#### Recorded information

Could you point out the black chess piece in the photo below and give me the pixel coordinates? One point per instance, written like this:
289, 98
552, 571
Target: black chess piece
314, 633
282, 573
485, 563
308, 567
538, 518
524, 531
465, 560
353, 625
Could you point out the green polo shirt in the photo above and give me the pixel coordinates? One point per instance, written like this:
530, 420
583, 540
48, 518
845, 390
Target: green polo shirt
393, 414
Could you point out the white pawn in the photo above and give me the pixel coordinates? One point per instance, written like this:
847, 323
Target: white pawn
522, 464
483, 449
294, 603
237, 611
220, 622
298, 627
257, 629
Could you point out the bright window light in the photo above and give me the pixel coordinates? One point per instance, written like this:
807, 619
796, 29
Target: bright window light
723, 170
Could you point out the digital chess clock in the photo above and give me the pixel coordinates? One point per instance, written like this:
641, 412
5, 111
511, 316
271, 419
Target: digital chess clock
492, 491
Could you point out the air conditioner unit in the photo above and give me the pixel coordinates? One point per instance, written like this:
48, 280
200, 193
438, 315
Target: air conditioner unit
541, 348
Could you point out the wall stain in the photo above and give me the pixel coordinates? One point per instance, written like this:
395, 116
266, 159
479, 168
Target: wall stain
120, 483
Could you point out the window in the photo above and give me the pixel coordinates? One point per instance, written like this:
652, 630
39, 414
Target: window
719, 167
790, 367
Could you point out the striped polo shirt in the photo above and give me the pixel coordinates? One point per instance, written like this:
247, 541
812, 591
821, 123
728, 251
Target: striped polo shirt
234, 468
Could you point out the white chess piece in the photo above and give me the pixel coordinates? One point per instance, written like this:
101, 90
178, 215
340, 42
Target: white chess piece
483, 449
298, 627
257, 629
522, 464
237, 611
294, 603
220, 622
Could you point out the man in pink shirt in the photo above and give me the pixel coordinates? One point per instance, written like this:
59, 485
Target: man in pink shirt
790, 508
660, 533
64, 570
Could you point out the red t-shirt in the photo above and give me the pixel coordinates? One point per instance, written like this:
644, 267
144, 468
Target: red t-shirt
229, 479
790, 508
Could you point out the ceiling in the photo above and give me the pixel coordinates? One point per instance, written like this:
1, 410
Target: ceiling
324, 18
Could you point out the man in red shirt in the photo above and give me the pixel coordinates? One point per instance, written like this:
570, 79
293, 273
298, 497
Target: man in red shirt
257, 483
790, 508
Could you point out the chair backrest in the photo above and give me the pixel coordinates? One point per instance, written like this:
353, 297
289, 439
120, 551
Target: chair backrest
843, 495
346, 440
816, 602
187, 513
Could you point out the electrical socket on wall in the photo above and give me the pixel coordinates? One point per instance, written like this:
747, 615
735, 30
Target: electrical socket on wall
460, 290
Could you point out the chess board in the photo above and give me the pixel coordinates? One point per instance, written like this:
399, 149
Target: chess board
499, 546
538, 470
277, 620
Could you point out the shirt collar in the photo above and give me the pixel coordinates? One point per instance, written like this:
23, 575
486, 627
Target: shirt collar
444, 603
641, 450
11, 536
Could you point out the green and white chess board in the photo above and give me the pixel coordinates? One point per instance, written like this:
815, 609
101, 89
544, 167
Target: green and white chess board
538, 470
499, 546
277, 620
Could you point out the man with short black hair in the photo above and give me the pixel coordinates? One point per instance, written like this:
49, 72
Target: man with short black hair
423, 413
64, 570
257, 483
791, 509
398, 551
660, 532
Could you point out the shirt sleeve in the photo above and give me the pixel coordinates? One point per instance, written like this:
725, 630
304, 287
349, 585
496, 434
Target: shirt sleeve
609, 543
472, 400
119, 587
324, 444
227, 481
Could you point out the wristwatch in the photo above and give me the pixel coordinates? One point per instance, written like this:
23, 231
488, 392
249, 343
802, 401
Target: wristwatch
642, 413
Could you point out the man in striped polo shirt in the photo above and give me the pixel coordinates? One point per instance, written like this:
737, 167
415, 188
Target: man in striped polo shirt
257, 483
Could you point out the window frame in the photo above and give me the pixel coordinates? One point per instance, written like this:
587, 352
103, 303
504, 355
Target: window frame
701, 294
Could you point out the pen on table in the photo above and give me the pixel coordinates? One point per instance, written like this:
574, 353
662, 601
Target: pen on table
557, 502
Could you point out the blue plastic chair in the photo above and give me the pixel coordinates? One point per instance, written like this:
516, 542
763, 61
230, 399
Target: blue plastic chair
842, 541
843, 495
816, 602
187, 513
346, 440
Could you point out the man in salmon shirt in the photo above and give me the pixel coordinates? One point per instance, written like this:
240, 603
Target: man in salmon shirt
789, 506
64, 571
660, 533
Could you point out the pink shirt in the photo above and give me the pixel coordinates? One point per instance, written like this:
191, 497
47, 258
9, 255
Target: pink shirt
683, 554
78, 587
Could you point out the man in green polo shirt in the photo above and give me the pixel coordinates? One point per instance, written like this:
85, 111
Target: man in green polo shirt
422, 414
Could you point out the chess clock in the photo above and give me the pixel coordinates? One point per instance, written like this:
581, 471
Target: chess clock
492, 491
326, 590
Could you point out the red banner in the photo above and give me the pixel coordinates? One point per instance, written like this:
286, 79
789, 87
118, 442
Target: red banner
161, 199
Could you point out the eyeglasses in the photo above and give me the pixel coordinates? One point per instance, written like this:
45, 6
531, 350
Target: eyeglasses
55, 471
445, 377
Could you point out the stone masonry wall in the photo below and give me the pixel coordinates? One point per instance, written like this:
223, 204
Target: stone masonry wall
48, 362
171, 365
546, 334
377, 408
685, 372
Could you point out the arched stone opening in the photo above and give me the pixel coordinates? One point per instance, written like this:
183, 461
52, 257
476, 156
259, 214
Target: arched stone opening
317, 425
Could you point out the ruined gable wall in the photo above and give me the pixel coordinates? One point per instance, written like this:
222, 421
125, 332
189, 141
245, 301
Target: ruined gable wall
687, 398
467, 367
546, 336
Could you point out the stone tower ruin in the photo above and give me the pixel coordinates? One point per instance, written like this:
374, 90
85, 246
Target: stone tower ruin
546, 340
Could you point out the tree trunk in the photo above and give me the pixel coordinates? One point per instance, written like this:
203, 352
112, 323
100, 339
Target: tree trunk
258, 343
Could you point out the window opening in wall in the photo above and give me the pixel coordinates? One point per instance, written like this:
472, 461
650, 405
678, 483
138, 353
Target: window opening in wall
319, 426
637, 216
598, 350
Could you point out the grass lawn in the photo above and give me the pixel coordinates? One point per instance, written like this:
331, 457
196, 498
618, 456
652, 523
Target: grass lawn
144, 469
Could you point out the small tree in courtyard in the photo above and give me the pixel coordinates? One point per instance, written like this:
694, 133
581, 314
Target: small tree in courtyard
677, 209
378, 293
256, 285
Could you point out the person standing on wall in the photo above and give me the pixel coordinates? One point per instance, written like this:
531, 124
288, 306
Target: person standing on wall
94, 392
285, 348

########

» **Exercise requirements**:
Convert the listing above into a Markdown table with the columns Row and Line. Number each line in order and leave out any blank lines.

» **Task response**:
| Row | Line |
|---|---|
| 1 | Could you point out the black chess piece in the photo below and give me the pixel coordinates? One point per instance, written like this: |
| 2 | 289, 98 |
| 3 | 552, 571 |
| 4 | Target: black chess piece |
| 5 | 314, 633 |
| 6 | 282, 573 |
| 7 | 485, 563 |
| 8 | 308, 567 |
| 9 | 538, 518 |
| 10 | 524, 531 |
| 11 | 465, 560 |
| 12 | 353, 625 |
| 13 | Could you point out the green polo shirt in the photo above and give me the pixel coordinates? One point per instance, written like this: |
| 14 | 530, 420 |
| 15 | 583, 540 |
| 16 | 48, 518 |
| 17 | 845, 390 |
| 18 | Target: green polo shirt |
| 19 | 393, 414 |
| 20 | Could you point out the white pawn in the photo above and give me the pixel coordinates? One point per instance, written like this: |
| 21 | 847, 323 |
| 22 | Target: white pawn |
| 23 | 522, 464 |
| 24 | 483, 449 |
| 25 | 294, 603 |
| 26 | 237, 611 |
| 27 | 220, 622 |
| 28 | 298, 627 |
| 29 | 257, 629 |
| 30 | Could you point out the bright window light in the photo above and give me the pixel coordinates? One point per instance, written like this: |
| 31 | 807, 619 |
| 32 | 796, 29 |
| 33 | Target: bright window light |
| 34 | 723, 170 |
| 35 | Could you point out the digital chess clock in the photo above and give me the pixel coordinates? One point per instance, written like this: |
| 36 | 641, 412 |
| 37 | 5, 111 |
| 38 | 511, 316 |
| 39 | 271, 419 |
| 40 | Target: digital chess clock |
| 41 | 492, 491 |
| 42 | Could you point out the air conditioner unit in the photo above and give me the pixel coordinates? One point per instance, written like this: |
| 43 | 48, 280 |
| 44 | 200, 193 |
| 45 | 438, 315 |
| 46 | Target: air conditioner unit |
| 47 | 541, 348 |
| 48 | Could you point out the wall stain in the photo above and give me the pixel coordinates? One point per instance, written like this: |
| 49 | 395, 116 |
| 50 | 266, 159 |
| 51 | 479, 168 |
| 52 | Target: wall stain |
| 53 | 120, 483 |
| 54 | Could you point out the window in the photo above and give me the pixel coordinates? One point per instance, written like this: |
| 55 | 652, 630 |
| 56 | 39, 414 |
| 57 | Target: window |
| 58 | 719, 167 |
| 59 | 790, 367 |
| 60 | Could you point out the striped polo shirt in the photo above and give me the pixel coordinates? One point per instance, written like this: |
| 61 | 247, 541 |
| 62 | 812, 591 |
| 63 | 821, 123 |
| 64 | 728, 251 |
| 65 | Target: striped polo shirt |
| 66 | 234, 468 |
| 67 | Could you point out the white chess piece in the photo above and give me the pixel coordinates? One point per instance, written like this: |
| 68 | 101, 90 |
| 69 | 178, 215 |
| 70 | 340, 42 |
| 71 | Target: white chess piece |
| 72 | 483, 449 |
| 73 | 298, 627 |
| 74 | 257, 629 |
| 75 | 522, 464 |
| 76 | 237, 611 |
| 77 | 294, 603 |
| 78 | 220, 622 |
| 79 | Could you point out the man in pink shirt in the photo above and give me the pixel coordinates? One point per instance, written like this: |
| 80 | 59, 485 |
| 81 | Target: man in pink shirt |
| 82 | 790, 508 |
| 83 | 660, 533 |
| 84 | 64, 570 |
| 85 | Could you point out the red t-shirt in the photo above and give me the pixel coordinates? One point per instance, written like this: |
| 86 | 644, 267 |
| 87 | 144, 468 |
| 88 | Target: red t-shirt |
| 89 | 229, 479 |
| 90 | 790, 508 |
| 91 | Could you point out the ceiling in the photo above and give me the pixel coordinates? One point per instance, written like this: |
| 92 | 1, 410 |
| 93 | Target: ceiling |
| 94 | 324, 18 |
| 95 | Could you point out the man in red shirt in the photo above and give me the pixel coordinates? One point per instance, written like this: |
| 96 | 570, 79 |
| 97 | 293, 273 |
| 98 | 298, 497 |
| 99 | Target: man in red shirt |
| 100 | 257, 483 |
| 101 | 790, 508 |
| 102 | Could you point out the chair backrest in the photo above and give me the pixel coordinates? One point per instance, written like this: |
| 103 | 353, 297 |
| 104 | 289, 439 |
| 105 | 120, 551 |
| 106 | Target: chair backrest |
| 107 | 843, 495 |
| 108 | 346, 440 |
| 109 | 816, 602 |
| 110 | 187, 513 |
| 111 | Could you point out the electrical socket on wall in the photo above and give me the pixel coordinates? One point per instance, written like this: |
| 112 | 747, 615 |
| 113 | 735, 30 |
| 114 | Target: electrical socket on wall |
| 115 | 460, 290 |
| 116 | Could you point out the chess board in the photo above and give me the pixel coordinates? One point per instance, written like this: |
| 117 | 399, 149 |
| 118 | Target: chess board |
| 119 | 499, 546 |
| 120 | 538, 470 |
| 121 | 277, 620 |
| 122 | Could you point out the shirt collar in the photo above and give me the pixel coordinates? One point per instance, written like this: |
| 123 | 23, 575 |
| 124 | 486, 627 |
| 125 | Target: shirt collar |
| 126 | 444, 603 |
| 127 | 641, 450 |
| 128 | 11, 536 |
| 129 | Could you point out the green and white chess board in the photo above and give me the pixel coordinates? One point per instance, written like this: |
| 130 | 815, 609 |
| 131 | 101, 89 |
| 132 | 544, 167 |
| 133 | Target: green and white chess board |
| 134 | 538, 470 |
| 135 | 499, 546 |
| 136 | 277, 620 |
| 137 | Could you point out the man with short black hair in the photo above and give me the pixel coordinates? One point per instance, written like this: |
| 138 | 49, 72 |
| 139 | Target: man with short black hair |
| 140 | 423, 413 |
| 141 | 64, 570 |
| 142 | 257, 483 |
| 143 | 791, 509 |
| 144 | 398, 551 |
| 145 | 660, 532 |
| 146 | Could you point out the shirt sleeve in the photo above and give me the pixel coordinates? One point per instance, written like this: |
| 147 | 725, 630 |
| 148 | 304, 287 |
| 149 | 349, 585 |
| 150 | 496, 434 |
| 151 | Target: shirt sleeve |
| 152 | 609, 543 |
| 153 | 472, 400 |
| 154 | 119, 587 |
| 155 | 324, 444 |
| 156 | 227, 481 |
| 157 | Could you point out the wristwatch in the photo above and give me the pixel coordinates? One point per instance, written like this: |
| 158 | 23, 231 |
| 159 | 488, 392 |
| 160 | 249, 343 |
| 161 | 802, 401 |
| 162 | Target: wristwatch |
| 163 | 642, 413 |
| 164 | Could you point out the man in striped polo shirt in the photo above and give me the pixel coordinates? One point per instance, written like this: |
| 165 | 737, 167 |
| 166 | 415, 188 |
| 167 | Target: man in striped polo shirt |
| 168 | 257, 483 |
| 169 | Could you point out the window frame in the photo above and give me the pixel coordinates? One point per instance, written like this: |
| 170 | 587, 352 |
| 171 | 103, 303 |
| 172 | 504, 355 |
| 173 | Target: window frame |
| 174 | 701, 294 |
| 175 | Could you point out the pen on table in the photo above and give me the pixel coordinates? One point per instance, written like this: |
| 176 | 574, 353 |
| 177 | 662, 601 |
| 178 | Target: pen on table |
| 179 | 557, 502 |
| 180 | Could you point out the blue plastic chair in the photo above and give me the pixel coordinates? One point per instance, written like this: |
| 181 | 516, 542 |
| 182 | 763, 61 |
| 183 | 230, 399 |
| 184 | Target: blue plastic chair |
| 185 | 842, 541 |
| 186 | 843, 495 |
| 187 | 816, 602 |
| 188 | 187, 513 |
| 189 | 346, 440 |
| 190 | Could you point out the man in salmon shirt in the photo above and give me the pixel coordinates? One point per instance, written like this: |
| 191 | 240, 603 |
| 192 | Target: man in salmon shirt |
| 193 | 789, 506 |
| 194 | 64, 571 |
| 195 | 660, 533 |
| 196 | Could you point out the pink shirt in the photo above and give me the pixel coordinates? One point per instance, written like this: |
| 197 | 191, 497 |
| 198 | 47, 258 |
| 199 | 9, 255 |
| 200 | Target: pink shirt |
| 201 | 683, 554 |
| 202 | 78, 587 |
| 203 | Could you point out the man in green polo shirt in the photo above and give me the pixel coordinates? One point per instance, written like this: |
| 204 | 85, 111 |
| 205 | Target: man in green polo shirt |
| 206 | 422, 414 |
| 207 | Could you point out the chess clock in the photo above and give me the pixel coordinates? One point per instance, written like this: |
| 208 | 581, 471 |
| 209 | Target: chess clock |
| 210 | 492, 491 |
| 211 | 326, 590 |
| 212 | Could you point out the red banner in the photo above and give me the pixel coordinates? One point per instance, written like this: |
| 213 | 286, 79 |
| 214 | 789, 87 |
| 215 | 118, 442 |
| 216 | Target: red banner |
| 217 | 161, 199 |
| 218 | Could you point out the eyeglasses in the photo above and give me the pixel coordinates? One point per instance, written like this: |
| 219 | 45, 6 |
| 220 | 531, 350 |
| 221 | Target: eyeglasses |
| 222 | 55, 471 |
| 223 | 445, 377 |
| 224 | Could you point out the stone masonry wall in the photo below and give me the pixel coordinates? One point per instance, written like this: |
| 225 | 223, 204 |
| 226 | Target: stone masonry wall |
| 227 | 48, 362 |
| 228 | 171, 365 |
| 229 | 546, 334 |
| 230 | 377, 408 |
| 231 | 685, 372 |
| 232 | Could you point out the arched stone opening in the photo above and give me the pixel coordinates? One point per instance, written like this: |
| 233 | 183, 461 |
| 234 | 52, 257 |
| 235 | 476, 156 |
| 236 | 259, 214 |
| 237 | Target: arched stone opening |
| 238 | 317, 425 |
| 239 | Could you point out the ruined gable wall in the photo above and give me the pixel coordinates? One point per instance, written like this: |
| 240 | 222, 421 |
| 241 | 125, 332 |
| 242 | 189, 141 |
| 243 | 245, 301 |
| 244 | Target: ruined gable wall |
| 245 | 687, 398 |
| 246 | 467, 367 |
| 247 | 546, 336 |
| 248 | Could you point out the stone tower ruin in the photo above and give me the pixel coordinates? One point per instance, written like this: |
| 249 | 374, 90 |
| 250 | 85, 246 |
| 251 | Target: stone tower ruin |
| 252 | 546, 340 |
| 253 | Could you point out the tree trunk in the photo above and give me the pixel coordinates? One point per instance, written like this: |
| 254 | 203, 352 |
| 255 | 112, 323 |
| 256 | 100, 339 |
| 257 | Target: tree trunk |
| 258 | 258, 343 |
| 259 | Could you point out the window opening in wall in the photo above and give me the pixel coordinates? One point per instance, written like this: |
| 260 | 472, 461 |
| 261 | 650, 405 |
| 262 | 678, 483 |
| 263 | 138, 353 |
| 264 | Target: window opening in wall |
| 265 | 319, 426 |
| 266 | 637, 216 |
| 267 | 598, 350 |
| 268 | Could you point out the grass lawn in the photo above and give me the pixel coordinates? One point per instance, written like this: |
| 269 | 331, 457 |
| 270 | 196, 498 |
| 271 | 618, 456 |
| 272 | 652, 523 |
| 273 | Target: grass lawn |
| 274 | 144, 469 |
| 275 | Could you point out the small tree in courtyard in the photo above and give me the pixel coordinates? One point per instance, written like this: |
| 276 | 694, 133 |
| 277 | 581, 314 |
| 278 | Target: small tree in courtyard |
| 279 | 677, 209 |
| 280 | 378, 293 |
| 281 | 256, 285 |
| 282 | Could you point out the person standing on wall in the photo above and give me the pixel coordinates? One point per instance, written like this: |
| 283 | 531, 124 |
| 284 | 288, 306 |
| 285 | Target: person standing on wall |
| 286 | 94, 392 |
| 287 | 285, 348 |